------ 발췌문 ------

사슬은 유지되지만, 정답은 무너진다: 적대적 압력 하 추론 모델에서의 추론 흔적-정답 분리

초록

추론 모델은 단일 턴 벤치마크에서 평가되지만 다중 턴 대화 환경에 배포되며, 이 환경에서 사용자는 정답에 대해 반박을 가한다. 지속적인 적대적 압력 하에서 우리는 이전에 문서화되지 않은 실패 모드를 발견한다: 체인 오브 소트(사고 과정)는 첫 번째 턴부터 마지막 턴까지 사실적으로 정확하지만 출력된 답변은 잘못된 것으로 바뀐다. 이를 불충실한 항복(UC)이라 명명하고, 전환율 지표와 단일 턴 신뢰성 프로브가 모두 포착하지 못하는 2×2 잠재 대 행동 프레임워크로 이를 분리한다. 세 가지 데이터셋(MT-Consistency, MMLU-Pro, GSM8K)에서 행동 전환 시점의 잠재 정답률은 think 모드에서 약 50%에 군집하고 no_think 모드에서는 11-15%로 붕괴한다. 이는 짝을 이룬 모델 내 인과적 증거로, 추론이 그 격차를 만들어냄을 보여준다. 모델 간 효과는 추론 채널을 따라 추적된다(Qwen3-32B 및 GPT-OSS-20B에서는 높고, 인라인 CoT Gemma-4-31B-it에서는 낮음). 독립적인 GPT-4o 판별기는 UC 레이블의 86%를 확인하며, 토큰 수준 프로브는 답변 슬롯의 argmax가 UC 셀의 84%에서 정확함을 보여준다. 단순한 추적 기반 방어는 역효과를 낸다. 우리는 모든 궤적, 추적 및 판별기 레이블을 공개한다.

------

과제 요구사항:
1) 추론 흔적과 정답의 분리를 다룬 초록에서 독립적인 GPT-4o 판별기가 확인한 UC 레이블의 비율을 쓰세요.
2) 추론 흔적과 정답의 분리를 다룬 초록을 마지막 문장 다음부터 이어서 쓰세요.
뒤에 실린 자료는 풀이에 쓰이지 않습니다.

------ 제공 자료 ------

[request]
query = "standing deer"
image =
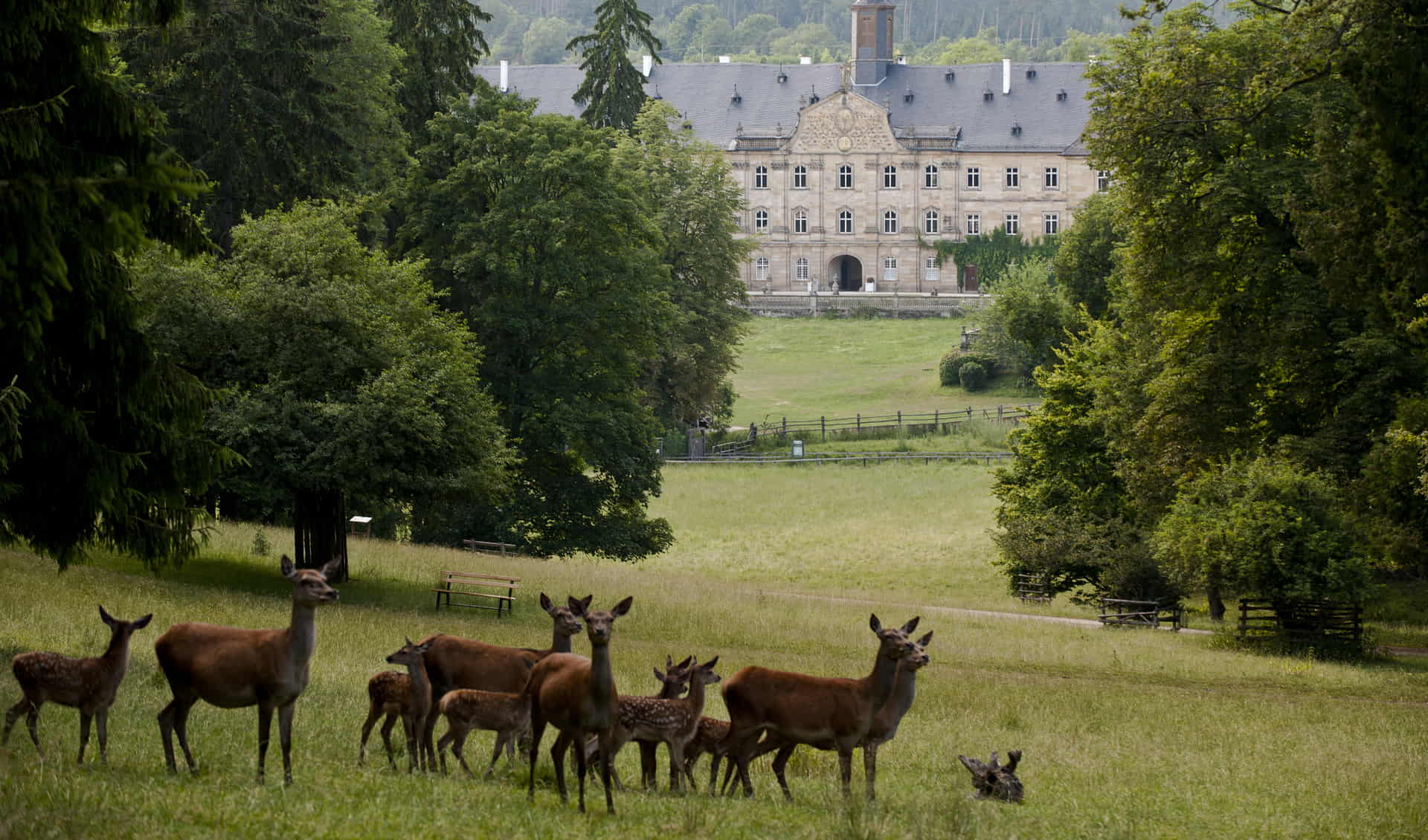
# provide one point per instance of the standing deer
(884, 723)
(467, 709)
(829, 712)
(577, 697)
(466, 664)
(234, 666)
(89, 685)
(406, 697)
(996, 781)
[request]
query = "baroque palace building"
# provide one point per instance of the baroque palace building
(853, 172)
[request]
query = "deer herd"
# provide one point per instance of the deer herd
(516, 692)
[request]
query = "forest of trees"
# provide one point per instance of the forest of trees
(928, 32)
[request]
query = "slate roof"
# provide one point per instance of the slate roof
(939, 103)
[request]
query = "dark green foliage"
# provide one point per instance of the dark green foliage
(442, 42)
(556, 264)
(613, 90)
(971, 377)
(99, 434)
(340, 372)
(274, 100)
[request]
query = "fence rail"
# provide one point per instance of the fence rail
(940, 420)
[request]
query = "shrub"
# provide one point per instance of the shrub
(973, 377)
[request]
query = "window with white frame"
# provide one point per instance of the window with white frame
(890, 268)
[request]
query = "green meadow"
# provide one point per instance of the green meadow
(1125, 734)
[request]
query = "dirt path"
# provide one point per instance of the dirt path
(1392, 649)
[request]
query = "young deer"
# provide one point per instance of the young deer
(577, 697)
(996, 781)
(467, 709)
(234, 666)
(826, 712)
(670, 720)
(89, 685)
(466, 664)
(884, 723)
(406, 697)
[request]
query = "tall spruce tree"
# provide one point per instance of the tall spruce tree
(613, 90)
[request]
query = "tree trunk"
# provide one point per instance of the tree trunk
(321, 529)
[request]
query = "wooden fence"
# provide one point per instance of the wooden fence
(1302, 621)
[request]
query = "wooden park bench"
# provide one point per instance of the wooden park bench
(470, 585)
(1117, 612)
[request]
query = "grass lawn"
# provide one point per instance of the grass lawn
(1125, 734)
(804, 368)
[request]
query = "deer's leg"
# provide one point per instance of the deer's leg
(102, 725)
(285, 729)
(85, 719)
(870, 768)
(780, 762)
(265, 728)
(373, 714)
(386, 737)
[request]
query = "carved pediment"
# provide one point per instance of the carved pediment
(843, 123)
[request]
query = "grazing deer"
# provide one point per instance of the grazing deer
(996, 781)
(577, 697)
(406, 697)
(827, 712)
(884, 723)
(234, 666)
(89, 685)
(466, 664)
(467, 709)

------
------ 제공 자료 ------

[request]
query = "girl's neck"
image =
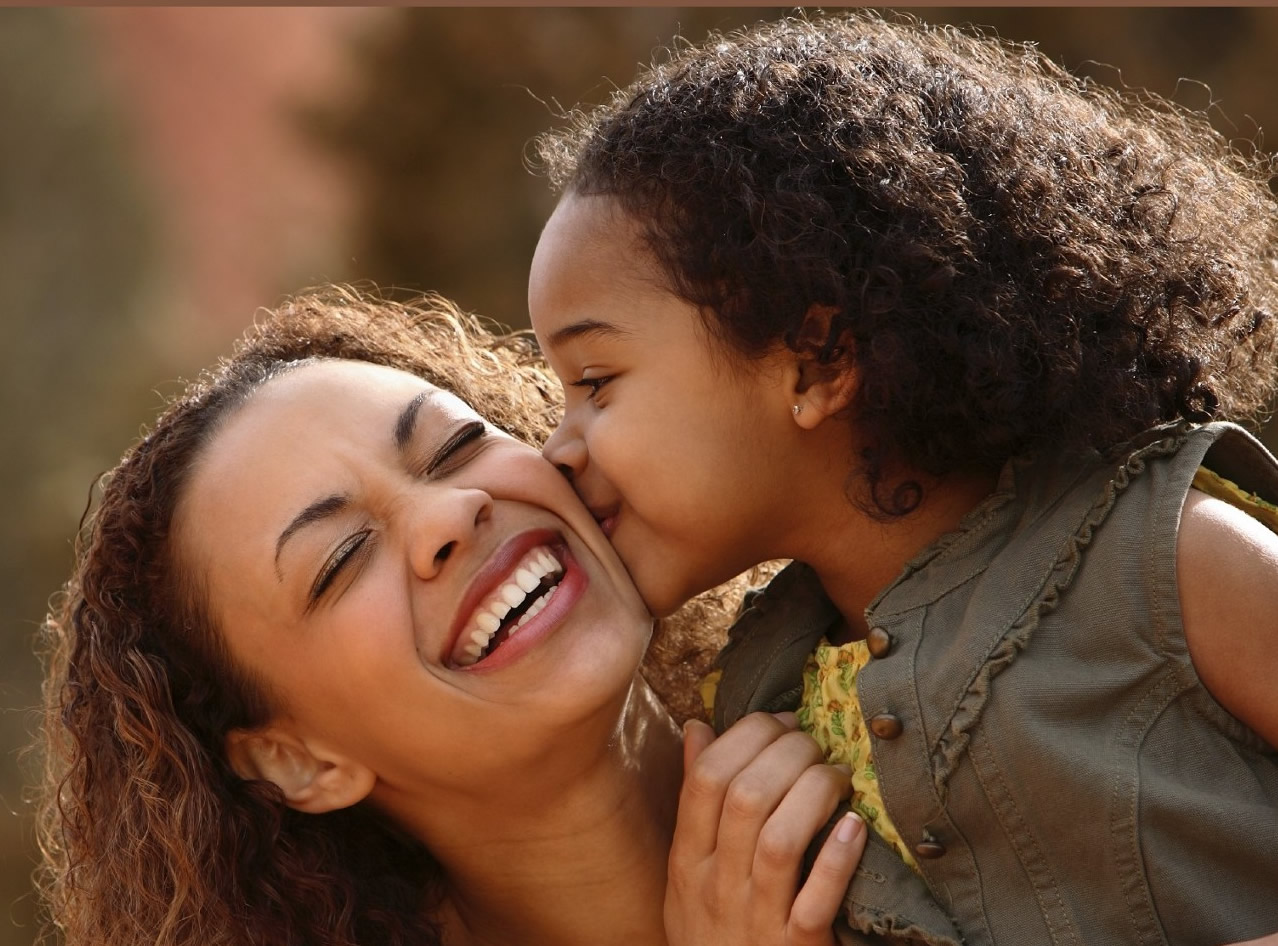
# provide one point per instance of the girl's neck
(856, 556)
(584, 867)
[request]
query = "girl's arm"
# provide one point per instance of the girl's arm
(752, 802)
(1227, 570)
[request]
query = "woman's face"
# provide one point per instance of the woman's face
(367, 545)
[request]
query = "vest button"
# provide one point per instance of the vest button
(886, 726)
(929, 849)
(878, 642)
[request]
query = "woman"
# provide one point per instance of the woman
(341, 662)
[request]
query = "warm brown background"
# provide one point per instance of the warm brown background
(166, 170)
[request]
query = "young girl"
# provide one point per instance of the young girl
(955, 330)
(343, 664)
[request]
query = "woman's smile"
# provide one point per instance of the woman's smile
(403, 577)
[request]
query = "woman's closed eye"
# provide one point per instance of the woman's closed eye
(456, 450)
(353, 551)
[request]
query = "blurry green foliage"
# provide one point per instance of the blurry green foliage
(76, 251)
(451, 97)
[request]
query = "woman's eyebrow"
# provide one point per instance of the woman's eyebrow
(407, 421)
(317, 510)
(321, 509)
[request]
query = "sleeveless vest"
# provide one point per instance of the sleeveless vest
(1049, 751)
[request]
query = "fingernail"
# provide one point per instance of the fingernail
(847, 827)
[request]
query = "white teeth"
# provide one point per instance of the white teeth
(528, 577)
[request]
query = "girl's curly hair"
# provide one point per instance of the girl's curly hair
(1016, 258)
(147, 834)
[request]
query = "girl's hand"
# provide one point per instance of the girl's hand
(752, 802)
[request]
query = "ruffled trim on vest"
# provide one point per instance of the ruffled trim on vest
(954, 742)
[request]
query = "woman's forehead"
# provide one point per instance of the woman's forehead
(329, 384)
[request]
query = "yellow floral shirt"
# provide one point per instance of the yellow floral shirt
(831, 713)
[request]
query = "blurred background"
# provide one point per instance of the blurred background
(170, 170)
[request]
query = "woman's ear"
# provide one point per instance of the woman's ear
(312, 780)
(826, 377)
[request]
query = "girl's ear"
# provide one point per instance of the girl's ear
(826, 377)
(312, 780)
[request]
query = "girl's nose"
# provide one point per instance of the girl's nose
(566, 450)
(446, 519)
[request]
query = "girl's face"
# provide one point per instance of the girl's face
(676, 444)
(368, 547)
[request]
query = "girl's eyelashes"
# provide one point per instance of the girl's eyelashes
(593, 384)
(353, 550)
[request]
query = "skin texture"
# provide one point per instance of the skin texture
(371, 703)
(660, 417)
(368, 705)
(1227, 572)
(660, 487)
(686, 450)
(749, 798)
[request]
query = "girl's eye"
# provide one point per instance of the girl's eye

------

항목별 정답:
1) UC 레이블의 86%입니다.

2)
English

Reasoning models are evaluated on single-turn benchmarks but deployed in multi-turn dialogue, where users push back on correct answers. Under sustained adversarial pressure we find a previously undocumented failure mode: the chain-of-thought stays factually correct from first turn to last while the emitted answer flips wrong. We call this unfaithful capitulation (UC) and isolate it with a 2times 2 latent-versus-behavioral framework that flip-rate metrics and single-turn faithfulness probes both miss. Across three datasets (MT-Consistency, MMLU-Pro, GSM8K), the latent-correct rate at the behavioral flip clusters near 50% in think mode and collapses to 11-15% under no_think -- paired, within-model causal evidence that reasoning creates the gap. Across models the effect tracks the reasoning channel (high in Qwen3-32B and GPT-OSS-20B, low in inline-CoT Gemma-4-31B-it). An independent GPT-4o judge corroborates 86% of UC labels; a token-level probe shows the answer-slot argmax is correct in 84% of UC cells; and a naive trace-anchored defense backfires. We release all trajectories, traces, and judge labels.